**Problems to solve**.
1. Edit the passage on the origin of language: reproduce it starting with "In the case of the" and going on through "language already existed?", substituting "comprehension" for "interpretation".
2. In the passage on the mysteries of language, in what year was the scientific paper by leading linguists published?
3. Translate this sentence from the passage on the mysteries of language into Spanish: "Instead, a small child seems to pick up language purely by listening to people speak."

━━━ Document extract

There
are two great mysteries involving language. The first is how language
was ever able to originate. The mystery is highlighted by a 2014
scientific paper by leading linguists, which states, “The
most fundamental questions about the origins and evolution of our
linguistic capacity remain as mysterious as ever.”
The
Mystery of How Language Originated
Explaining the
origin of language involves the same type of severe difficulties
involved in explaining the origin of vision and the origin of flying.
In all three of these cases there is the difficulty in explaining the
origin of functionality which requires many different parts and a
high degree of complexity and coordination before any survival value
reward can be produced. In the case of vision, before any survival
value reward can be produced, there needs to be a highly complex
setup consisting of a preliminary eye, extremely complex
biochemistry, at least one highly specialized protein for capturing
light, an optic nerve, and very substantial brain changes needed to
meaningfully process visual input. In the case of flying, before any
survival value reward can be produced, there needs to be a highly
complex setup consisting of wings (or a wing-like appendage), and
very substantial brain changes needed for either flying or gliding to
occur. In the case of language, before any survival value reward can
be produced, there needs to be a highly complex setup consisting of
changes in the vicinity of the mouth, changes in the brain needed to
articulate speech, and changes in the brain needed to process speech
spoken by others.
We cannot explain
the reaching of any of these initial functional thresholds by evoking Darwin's idea of
natural selection or survival of the fittest, because there would be
no survival benefit until these complex functional thresholds were
achieved, each involving a complex arrangement of parts incredibly
unlikely to occur by chance. For example, natural selection would
presumably not have rewarded some preliminary version of language
functionality consisting only of no language-related brain changes,
and merely a larynx and pharynx which would have allowed people to
only speak as crudely as if they had their mouths filled with rocks.
In the case of the
origin of language, there are no less than 4 different things that
need to be explained:
- How could changes in the vicinity of the mouth have occurred, in order to enable human speech, presumably before such changes were rewarded by offering an increased survival value?
- How could changes in the brain have occurred, in order to enable meaningful articulation of speech, presumably before such changes were rewarded by offering an increased survival value?
- How could changes in the brain have occurred, in order to enable meaningful interpretation of speech spoken by others, presumably before such changes were rewarded by offering an increased survival value?
- How could any language have come into existence, when it seems that the only way to establish a language (including verbs, grammar rules, adjectives and adverbs) would be if some language already existed?
The
difficulty of explaining the origin of language is only one of the two
great mysteries involving language. A separate difficulty is: how is
that very young children are able to learn how to speak a language so
quickly?
The
Mystery of How Small Children Acquire Language
If
you are an adult studying a new language, you are instructed in the
rules of grammar used by that language. But a small child receives no
such instruction, because it is impossible to explain such rules to
someone who doesn't already know a language. Instead, a small child seems
to pick up language purely by listening to people speak. Consider
what a wonder that is. Imagine if you were placed in a remote village
in Russia, where no one spoke English, and you had to pick up Russian
purely by hearing other people speak it. This seems like an
impossible task.

━━━━━━
━━━ Data for review

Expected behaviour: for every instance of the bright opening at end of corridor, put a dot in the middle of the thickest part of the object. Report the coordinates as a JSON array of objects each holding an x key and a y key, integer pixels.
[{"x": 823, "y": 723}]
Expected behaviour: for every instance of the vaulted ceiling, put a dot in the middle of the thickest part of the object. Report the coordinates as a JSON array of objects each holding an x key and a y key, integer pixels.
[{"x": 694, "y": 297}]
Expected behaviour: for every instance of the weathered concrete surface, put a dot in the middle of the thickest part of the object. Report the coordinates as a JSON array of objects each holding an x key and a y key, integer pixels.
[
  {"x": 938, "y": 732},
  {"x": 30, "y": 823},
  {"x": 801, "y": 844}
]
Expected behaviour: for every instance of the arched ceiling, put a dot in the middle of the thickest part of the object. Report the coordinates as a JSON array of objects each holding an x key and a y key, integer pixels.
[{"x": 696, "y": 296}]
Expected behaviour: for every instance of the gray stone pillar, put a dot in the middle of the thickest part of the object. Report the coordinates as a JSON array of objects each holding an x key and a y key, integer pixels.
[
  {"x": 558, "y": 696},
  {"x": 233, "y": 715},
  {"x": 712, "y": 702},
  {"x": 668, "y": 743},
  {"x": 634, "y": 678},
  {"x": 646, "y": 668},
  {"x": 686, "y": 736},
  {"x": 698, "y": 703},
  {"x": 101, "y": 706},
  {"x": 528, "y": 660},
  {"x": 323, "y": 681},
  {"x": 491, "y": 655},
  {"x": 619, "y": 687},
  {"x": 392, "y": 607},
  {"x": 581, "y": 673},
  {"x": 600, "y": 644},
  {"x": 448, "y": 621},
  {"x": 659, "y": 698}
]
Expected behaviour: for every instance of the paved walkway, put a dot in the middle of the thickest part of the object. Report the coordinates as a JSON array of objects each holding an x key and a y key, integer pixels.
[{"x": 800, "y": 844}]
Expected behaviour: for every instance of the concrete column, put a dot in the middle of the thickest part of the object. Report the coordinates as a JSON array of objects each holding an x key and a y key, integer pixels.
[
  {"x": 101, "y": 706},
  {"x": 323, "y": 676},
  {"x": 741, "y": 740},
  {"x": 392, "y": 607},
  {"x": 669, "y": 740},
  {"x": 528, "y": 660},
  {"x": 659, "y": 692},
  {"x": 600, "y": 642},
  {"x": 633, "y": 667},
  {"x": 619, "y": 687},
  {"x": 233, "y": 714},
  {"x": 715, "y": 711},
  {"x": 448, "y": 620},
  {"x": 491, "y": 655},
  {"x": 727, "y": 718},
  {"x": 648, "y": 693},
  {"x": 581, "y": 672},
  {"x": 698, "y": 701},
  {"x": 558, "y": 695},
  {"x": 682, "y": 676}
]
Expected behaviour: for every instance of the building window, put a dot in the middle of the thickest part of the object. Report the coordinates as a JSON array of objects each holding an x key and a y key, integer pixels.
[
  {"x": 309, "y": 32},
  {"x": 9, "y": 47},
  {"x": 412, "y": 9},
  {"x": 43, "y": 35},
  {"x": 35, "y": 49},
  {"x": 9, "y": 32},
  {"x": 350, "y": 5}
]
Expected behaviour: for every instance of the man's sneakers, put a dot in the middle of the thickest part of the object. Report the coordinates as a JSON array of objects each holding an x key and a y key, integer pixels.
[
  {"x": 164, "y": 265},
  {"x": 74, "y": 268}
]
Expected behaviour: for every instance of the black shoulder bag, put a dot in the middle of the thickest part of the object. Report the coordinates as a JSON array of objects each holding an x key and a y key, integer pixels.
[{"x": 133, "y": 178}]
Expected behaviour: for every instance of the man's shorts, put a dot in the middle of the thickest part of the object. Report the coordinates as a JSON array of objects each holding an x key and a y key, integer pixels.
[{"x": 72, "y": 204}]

━━━━━━

**Solutions for each task**.
1.
In the case of the
origin of language, there are no less than 4 different things that
need to be explained:
- How could changes in the vicinity of the mouth have occurred, in order to enable human speech, presumably before such changes were rewarded by offering an increased survival value?
- How could changes in the brain have occurred, in order to enable meaningful articulation of speech, presumably before such changes were rewarded by offering an increased survival value?
- How could changes in the brain have occurred, in order to enable meaningful comprehension of speech spoken by others, presumably before such changes were rewarded by offering an increased survival value?
- How could any language have come into existence, when it seems that the only way to establish a language (including verbs, grammar rules, adjectives and adverbs) would be if some language already existed?

2. 2014

3. En cambio, un niño pequeño parece adquirir el lenguaje simplemente escuchando hablar a la gente.